» TASK TO COMPLETE: Reproduce the stretch of the D'Alembert's principle discussion summary below from "Main Points Raised" through "deform for equilibrium.", word for word.

» TEXT EXTRACT:
The discussion revolves around the significance of D'Alembert's principle, particularly in the context of dynamic and static equilibrium. Participants explore the mathematical expression associated with the principle and its implications for mechanical systems, including the role of constraint forces and virtual displacements.

Discussion Character

  • Technical explanation
  • Conceptual clarification
  • Debate/contested

Main Points Raised

  • Some participants question whether the expression (Fa - dp/dt)·dr = 0 indicates that a mechanical system is in equilibrium if constraint forces do no work.
  • Others express confusion over the meaning of dynamic equilibrium compared to static equilibrium, suggesting that rigid bodies must not deform for equilibrium.
  • One participant proposes that the condition for ignoring constraint forces is that the acceleration and applied forces are known, raising concerns about the circular logic of needing to know forces to predict motion.
  • Some argue that constraint forces never do work, even outside of equilibrium, and that this leads to a stronger statement about equilibrium conditions.
  • There is a discussion about the implications of virtual displacements being consistent with constraint forces, with some suggesting that applied forces must sum to zero in directions perpendicular to constraint forces.

» GIVEN DATA:
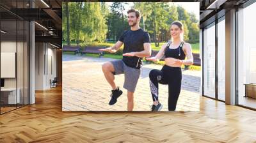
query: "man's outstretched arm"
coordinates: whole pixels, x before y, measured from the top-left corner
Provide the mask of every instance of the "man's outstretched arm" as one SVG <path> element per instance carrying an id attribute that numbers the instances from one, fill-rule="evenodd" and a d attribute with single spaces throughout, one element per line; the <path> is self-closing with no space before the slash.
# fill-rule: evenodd
<path id="1" fill-rule="evenodd" d="M 140 57 L 147 57 L 151 56 L 151 45 L 150 43 L 143 43 L 144 50 L 141 52 L 127 52 L 124 54 L 124 56 L 136 56 Z"/>
<path id="2" fill-rule="evenodd" d="M 106 49 L 99 49 L 99 50 L 114 53 L 114 52 L 116 52 L 116 51 L 118 51 L 119 50 L 119 49 L 122 47 L 122 45 L 123 45 L 122 41 L 118 41 L 111 47 L 108 47 Z"/>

» COMPLETED EXERCISE:
Main Points Raised

  • Some participants question whether the expression (Fa - dp/dt)·dr = 0 indicates that a mechanical system is in equilibrium if constraint forces do no work.
  • Others express confusion over the meaning of dynamic equilibrium compared to static equilibrium, suggesting that rigid bodies must not deform for equilibrium.